TASK →
Write out everything in the piña colada passage below, from "My wife is a" down to "ideal piña colada taste.", keeping every word and punctuation mark as it stands.

SUPPLIED PASSAGE →
There’s a great argument when, where and who invented the piña colada, so either without offending anyone or accidentally getting the facts wrong, I’m going to leave this point alone.  The important thing is to enjoy the drink, and making it the way you like it.  After all, you never know what you’re going to get with someone else making it.  With that said, it was a restaurant that taught me to pay attention to the piña colada’s ingredients in a new way.  Bahama Breeze was a place we used to go when living in Arizona, a great place I wish would come to my home town.  Anyway, they served a fantastic piña colada, and used Myers’s dark rum, which was the key ingredient, and what I feel is the cornerstone ingredient in any piña colada, or at least a dark rum for special flavoring.

My wife is a big piña colada fan.  As a loving husband, it is my duty to try to make her happy, and fun to do when getting it right.  For a long time I have gotten close to a good recipe for her, but fell short of getting precisely what she wanted.  In a way I was shooting for that Bahama Breeze piña colada, and continue to search for the perfect piña colada for her, both with my own experiments and hunting or other’s recipes.  There are two recipes I experimented into, which I labeled below as Piña Colada #1 & Piña Colada #2, one with more elaborate ingredients, and another with far less mixed together.  #2 is both quick and surprisingly close enough to an ideal piña colada taste.

I used to drink Malibu rum, that is the coconut rum, and felt completely content for my coconut needs.  Then I happened across the Cruzan line, who opened my eyes to what I truly preferred in a coconut rum.  And it was here where I learned how the Piña Colada #2 could work so easily, and enjoyably.  The Malibu simply could not mix the same way with pineapple juice, or the chemistry of Cruzan Coconut blended more thoroughly.  I don’t know if it’s a chemistry thing, or a palate thing.  Regardless, we made the change in rum brands, and started drinking more piña coladas.

The first two recipes are ongoing taste tests, recipes I hope to get right, but feel I am pretty close.  They are going for a more complex grouping of flavors, while the second two remain more simplified, and closer to the original idea of the drink.  I enjoy mixing rums together, to see what they do, how they play out a story, or if they fight and try to steal the show.  The first drink will be extremely friendly, soothing in smoothness, and more laid back in the shade on a hot sunny day on the beach.  the second I feel is more of a night drink, meant to be taken more seriously and appreciated after a good meal (or during as well).

Okay, whether you like your piña colada frozen or on the rocks, I’m describing how to make it shaken, and poured over ice.  That’s the way I prefer the drink, and how my wife prefers it.  I’m not saying I’m above frozen drinks, or anything like that.  So to each their own, and I salute you for considering other options but sticking to the way you like the drink best.  Also, some people like theirs creamy, and some don’t.  So I’ve added cream to each of the recipes as optional.  I recently tried Coco López brand coconut cream, reading many reviews and comparisons, and found it superior to what I normally stocked my bar with, Real Coco.  They both have great coconut flavoring, but the López for some reason seemed more creamy.  If you have Real Coco, your drink will taste just as good.  And finally, a note on “floating” – some like to float a dark rum on top.  My recipes have you mixing it all in to taste the same flavor from top to bottom.  But that’s just me.

ENTRIES SHOWN →
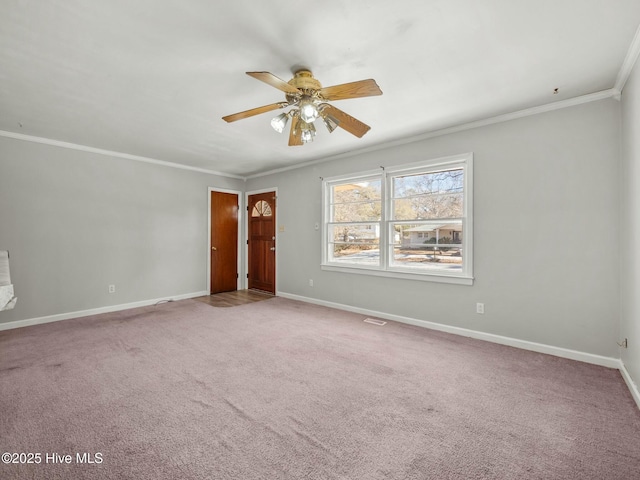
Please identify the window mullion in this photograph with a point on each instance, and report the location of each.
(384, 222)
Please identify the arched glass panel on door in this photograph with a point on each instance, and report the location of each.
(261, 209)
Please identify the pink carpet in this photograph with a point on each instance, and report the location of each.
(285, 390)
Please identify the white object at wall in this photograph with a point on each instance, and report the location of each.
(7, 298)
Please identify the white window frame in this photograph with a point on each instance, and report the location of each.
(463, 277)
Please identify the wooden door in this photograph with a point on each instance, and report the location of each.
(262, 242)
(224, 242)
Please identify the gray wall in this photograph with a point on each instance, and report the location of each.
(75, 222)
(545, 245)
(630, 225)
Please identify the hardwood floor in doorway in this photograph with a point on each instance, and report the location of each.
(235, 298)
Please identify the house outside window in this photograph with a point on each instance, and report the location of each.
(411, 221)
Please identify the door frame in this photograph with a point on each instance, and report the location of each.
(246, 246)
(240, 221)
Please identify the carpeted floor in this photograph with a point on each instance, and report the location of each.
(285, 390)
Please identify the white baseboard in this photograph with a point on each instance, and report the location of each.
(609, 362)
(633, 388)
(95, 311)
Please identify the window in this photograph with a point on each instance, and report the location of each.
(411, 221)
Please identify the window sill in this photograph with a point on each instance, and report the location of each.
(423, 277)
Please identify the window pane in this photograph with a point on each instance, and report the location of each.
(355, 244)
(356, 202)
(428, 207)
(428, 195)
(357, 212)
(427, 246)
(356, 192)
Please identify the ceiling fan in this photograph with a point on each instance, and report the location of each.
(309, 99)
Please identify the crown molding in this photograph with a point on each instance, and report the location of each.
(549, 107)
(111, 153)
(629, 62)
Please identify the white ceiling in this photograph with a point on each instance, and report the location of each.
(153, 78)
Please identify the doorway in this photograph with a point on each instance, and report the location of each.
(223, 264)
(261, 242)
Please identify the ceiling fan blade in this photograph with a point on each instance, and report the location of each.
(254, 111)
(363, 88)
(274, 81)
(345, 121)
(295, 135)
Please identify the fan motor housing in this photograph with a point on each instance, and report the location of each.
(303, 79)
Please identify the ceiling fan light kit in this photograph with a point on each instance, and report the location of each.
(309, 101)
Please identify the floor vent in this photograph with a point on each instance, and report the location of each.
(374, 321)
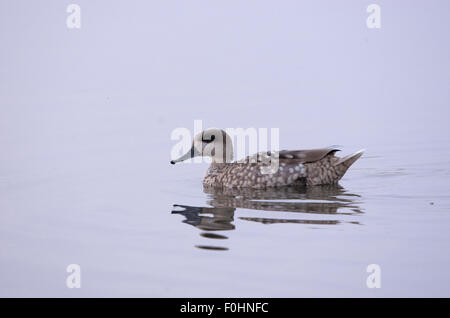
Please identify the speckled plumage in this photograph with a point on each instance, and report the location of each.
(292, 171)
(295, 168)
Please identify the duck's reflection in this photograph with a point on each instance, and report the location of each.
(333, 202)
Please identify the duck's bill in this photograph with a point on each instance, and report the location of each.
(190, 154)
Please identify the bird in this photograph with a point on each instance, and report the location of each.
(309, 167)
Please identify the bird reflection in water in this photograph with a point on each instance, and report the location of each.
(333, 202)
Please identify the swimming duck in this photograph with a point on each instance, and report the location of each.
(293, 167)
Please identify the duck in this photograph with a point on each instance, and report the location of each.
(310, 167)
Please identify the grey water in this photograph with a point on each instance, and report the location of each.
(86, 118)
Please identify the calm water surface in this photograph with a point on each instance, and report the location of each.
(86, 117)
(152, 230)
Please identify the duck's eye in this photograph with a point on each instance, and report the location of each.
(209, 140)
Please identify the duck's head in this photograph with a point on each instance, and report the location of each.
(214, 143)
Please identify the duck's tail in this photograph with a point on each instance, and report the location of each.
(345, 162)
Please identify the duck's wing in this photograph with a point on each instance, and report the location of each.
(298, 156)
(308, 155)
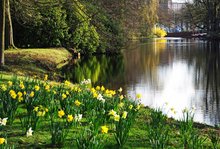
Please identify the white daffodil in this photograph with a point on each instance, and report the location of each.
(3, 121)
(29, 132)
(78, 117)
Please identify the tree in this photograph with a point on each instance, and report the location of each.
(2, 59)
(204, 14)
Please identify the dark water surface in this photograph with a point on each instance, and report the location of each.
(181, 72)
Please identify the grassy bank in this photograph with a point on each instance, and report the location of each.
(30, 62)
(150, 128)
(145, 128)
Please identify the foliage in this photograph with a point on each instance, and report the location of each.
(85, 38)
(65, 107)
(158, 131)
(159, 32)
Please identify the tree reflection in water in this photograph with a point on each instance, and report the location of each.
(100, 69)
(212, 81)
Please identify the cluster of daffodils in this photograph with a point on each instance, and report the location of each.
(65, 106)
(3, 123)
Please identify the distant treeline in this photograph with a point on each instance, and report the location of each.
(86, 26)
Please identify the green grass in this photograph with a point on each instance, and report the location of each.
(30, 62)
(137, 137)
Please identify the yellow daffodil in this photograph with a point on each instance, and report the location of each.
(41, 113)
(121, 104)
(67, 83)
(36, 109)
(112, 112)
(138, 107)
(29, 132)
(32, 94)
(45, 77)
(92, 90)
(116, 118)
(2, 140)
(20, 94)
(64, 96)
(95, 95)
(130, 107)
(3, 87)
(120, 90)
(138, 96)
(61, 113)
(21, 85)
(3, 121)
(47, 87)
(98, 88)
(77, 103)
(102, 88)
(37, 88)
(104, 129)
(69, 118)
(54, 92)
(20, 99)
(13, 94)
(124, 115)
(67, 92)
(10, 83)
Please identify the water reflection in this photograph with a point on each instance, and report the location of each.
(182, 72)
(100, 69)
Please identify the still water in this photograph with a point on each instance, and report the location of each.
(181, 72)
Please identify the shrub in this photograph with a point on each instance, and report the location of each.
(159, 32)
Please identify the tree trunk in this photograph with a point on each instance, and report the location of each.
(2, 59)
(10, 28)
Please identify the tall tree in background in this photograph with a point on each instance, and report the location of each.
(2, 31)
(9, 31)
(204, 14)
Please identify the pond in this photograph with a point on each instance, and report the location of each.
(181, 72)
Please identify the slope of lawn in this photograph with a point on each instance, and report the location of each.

---

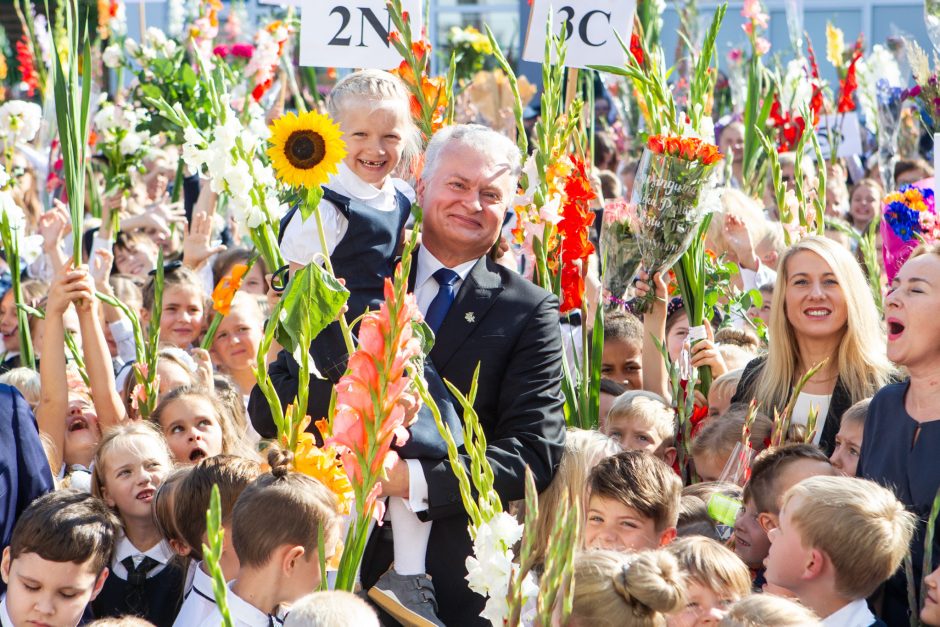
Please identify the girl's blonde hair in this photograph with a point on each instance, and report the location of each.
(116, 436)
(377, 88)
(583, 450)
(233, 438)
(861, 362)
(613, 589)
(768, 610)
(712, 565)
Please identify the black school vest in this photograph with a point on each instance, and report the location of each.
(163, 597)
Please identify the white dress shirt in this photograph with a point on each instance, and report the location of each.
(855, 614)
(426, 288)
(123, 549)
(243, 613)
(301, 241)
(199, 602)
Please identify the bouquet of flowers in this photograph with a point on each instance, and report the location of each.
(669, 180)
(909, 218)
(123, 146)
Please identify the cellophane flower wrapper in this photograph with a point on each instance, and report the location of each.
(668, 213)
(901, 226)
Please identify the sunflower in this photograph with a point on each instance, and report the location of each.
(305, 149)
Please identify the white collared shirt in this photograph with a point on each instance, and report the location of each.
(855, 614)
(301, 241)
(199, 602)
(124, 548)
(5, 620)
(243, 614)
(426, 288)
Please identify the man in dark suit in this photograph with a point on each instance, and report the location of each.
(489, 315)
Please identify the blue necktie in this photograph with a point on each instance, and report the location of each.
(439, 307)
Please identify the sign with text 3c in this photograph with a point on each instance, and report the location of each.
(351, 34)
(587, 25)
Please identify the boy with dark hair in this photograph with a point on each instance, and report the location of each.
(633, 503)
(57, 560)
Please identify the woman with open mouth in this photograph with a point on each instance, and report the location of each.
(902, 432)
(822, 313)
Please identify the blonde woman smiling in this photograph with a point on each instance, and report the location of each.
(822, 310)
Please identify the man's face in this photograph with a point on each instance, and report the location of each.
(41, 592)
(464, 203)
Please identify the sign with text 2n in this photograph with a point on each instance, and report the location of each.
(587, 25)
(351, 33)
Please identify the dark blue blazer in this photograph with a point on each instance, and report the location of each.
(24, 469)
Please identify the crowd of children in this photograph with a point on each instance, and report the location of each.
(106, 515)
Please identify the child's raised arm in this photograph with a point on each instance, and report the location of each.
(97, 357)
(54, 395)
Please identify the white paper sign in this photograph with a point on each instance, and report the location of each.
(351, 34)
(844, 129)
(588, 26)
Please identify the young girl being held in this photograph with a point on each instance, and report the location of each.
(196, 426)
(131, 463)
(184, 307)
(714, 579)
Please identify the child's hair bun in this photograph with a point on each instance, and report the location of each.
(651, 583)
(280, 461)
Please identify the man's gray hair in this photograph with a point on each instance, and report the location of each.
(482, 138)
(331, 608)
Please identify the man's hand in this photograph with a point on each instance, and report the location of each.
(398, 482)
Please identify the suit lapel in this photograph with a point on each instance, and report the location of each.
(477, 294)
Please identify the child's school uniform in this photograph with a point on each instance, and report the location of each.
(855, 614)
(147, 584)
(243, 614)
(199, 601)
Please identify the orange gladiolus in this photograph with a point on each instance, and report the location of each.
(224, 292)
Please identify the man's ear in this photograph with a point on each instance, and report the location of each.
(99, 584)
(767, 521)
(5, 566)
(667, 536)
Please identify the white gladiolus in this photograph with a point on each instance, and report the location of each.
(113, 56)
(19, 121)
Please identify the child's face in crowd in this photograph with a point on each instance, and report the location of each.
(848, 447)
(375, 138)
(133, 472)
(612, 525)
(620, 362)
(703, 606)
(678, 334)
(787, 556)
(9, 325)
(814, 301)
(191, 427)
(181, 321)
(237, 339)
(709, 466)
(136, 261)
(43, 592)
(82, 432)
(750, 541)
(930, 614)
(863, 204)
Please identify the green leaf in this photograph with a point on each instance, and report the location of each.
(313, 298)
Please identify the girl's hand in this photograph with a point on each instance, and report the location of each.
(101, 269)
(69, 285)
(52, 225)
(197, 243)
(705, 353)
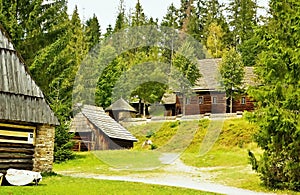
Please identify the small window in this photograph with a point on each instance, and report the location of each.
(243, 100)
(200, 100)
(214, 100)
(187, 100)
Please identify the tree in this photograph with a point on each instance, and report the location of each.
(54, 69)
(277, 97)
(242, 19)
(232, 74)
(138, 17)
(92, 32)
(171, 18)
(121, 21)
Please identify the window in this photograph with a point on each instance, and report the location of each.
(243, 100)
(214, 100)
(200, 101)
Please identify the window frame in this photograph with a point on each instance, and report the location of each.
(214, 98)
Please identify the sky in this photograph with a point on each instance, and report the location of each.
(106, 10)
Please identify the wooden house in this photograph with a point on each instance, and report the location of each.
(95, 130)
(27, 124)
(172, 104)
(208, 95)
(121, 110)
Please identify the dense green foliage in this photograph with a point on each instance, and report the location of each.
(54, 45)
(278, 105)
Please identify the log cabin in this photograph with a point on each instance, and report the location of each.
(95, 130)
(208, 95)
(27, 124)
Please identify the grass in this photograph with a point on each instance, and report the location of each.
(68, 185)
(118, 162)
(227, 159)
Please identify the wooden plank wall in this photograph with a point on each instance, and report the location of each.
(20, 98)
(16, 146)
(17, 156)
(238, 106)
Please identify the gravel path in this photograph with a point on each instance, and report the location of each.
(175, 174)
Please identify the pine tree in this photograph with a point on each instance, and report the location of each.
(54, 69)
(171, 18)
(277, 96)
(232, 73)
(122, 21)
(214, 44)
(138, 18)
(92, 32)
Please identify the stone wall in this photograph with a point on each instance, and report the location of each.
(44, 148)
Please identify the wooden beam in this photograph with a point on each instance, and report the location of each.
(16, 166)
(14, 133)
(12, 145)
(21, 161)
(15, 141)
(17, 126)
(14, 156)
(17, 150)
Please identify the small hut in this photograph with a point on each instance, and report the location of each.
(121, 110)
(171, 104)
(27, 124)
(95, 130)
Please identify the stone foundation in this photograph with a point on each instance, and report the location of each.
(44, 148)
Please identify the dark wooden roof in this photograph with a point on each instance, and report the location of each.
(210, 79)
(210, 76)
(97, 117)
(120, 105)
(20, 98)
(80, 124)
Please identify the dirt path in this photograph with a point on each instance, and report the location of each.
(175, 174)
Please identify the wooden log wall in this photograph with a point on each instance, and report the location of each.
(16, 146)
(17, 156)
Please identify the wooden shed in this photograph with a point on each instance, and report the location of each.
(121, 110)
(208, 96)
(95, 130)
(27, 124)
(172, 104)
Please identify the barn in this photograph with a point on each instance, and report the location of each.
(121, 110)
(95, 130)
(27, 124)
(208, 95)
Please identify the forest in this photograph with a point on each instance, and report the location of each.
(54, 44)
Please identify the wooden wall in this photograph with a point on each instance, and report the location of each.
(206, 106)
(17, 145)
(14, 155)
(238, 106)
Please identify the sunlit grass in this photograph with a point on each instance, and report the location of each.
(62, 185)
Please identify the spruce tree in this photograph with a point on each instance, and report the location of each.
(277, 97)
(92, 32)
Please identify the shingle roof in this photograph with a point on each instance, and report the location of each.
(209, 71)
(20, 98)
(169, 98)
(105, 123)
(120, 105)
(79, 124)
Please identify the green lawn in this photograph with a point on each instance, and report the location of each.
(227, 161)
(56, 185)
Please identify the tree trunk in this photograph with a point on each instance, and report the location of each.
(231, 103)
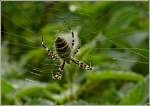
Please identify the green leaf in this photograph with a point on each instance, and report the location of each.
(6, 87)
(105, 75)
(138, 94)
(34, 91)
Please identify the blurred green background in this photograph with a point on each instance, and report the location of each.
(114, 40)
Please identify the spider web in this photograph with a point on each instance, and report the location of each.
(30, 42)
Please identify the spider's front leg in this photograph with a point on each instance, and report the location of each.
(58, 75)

--

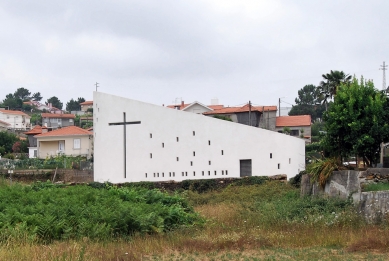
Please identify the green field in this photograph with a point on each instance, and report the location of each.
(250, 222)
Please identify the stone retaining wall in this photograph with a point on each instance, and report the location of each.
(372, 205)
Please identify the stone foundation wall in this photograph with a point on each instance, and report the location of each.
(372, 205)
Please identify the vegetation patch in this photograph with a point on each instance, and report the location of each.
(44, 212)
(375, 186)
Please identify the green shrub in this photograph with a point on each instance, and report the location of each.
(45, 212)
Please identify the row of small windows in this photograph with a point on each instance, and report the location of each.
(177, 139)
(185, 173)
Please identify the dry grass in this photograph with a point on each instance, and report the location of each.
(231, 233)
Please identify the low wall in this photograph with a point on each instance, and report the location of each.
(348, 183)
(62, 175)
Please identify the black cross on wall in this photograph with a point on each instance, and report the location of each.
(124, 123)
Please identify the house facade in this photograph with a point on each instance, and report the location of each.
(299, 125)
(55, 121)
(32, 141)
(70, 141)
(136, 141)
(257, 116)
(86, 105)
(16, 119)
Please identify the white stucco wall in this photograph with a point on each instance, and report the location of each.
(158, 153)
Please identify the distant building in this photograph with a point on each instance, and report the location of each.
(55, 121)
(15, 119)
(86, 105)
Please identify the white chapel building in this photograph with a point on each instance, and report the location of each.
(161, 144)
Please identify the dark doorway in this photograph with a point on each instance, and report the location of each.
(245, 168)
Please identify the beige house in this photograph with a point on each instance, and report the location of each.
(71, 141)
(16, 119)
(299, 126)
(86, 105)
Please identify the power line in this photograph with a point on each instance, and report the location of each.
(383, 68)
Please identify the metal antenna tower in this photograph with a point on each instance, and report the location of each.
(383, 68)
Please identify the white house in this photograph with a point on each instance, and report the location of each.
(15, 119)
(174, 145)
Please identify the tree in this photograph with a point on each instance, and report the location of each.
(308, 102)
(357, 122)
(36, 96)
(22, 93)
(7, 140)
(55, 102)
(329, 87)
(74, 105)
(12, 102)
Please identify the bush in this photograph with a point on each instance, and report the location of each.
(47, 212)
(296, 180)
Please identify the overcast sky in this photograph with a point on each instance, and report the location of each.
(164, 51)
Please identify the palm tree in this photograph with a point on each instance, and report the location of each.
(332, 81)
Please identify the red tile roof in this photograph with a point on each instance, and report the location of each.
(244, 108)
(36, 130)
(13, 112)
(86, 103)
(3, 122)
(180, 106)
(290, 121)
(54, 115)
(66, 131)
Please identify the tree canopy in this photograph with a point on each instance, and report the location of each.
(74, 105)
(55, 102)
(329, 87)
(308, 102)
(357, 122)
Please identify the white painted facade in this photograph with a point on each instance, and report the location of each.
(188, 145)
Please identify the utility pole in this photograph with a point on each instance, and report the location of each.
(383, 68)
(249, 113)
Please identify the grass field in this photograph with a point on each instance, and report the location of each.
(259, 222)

EXPECTED ANSWER →
My wife is a big piña colada fan.  As a loving husband, it is my duty to try to make her happy, and fun to do when getting it right.  For a long time I have gotten close to a good recipe for her, but fell short of getting precisely what she wanted.  In a way I was shooting for that Bahama Breeze piña colada, and continue to search for the perfect piña colada for her, both with my own experiments and hunting or other’s recipes.  There are two recipes I experimented into, which I labeled below as Piña Colada #1 & Piña Colada #2, one with more elaborate ingredients, and another with far less mixed together.  #2 is both quick and surprisingly close enough to an ideal piña colada taste.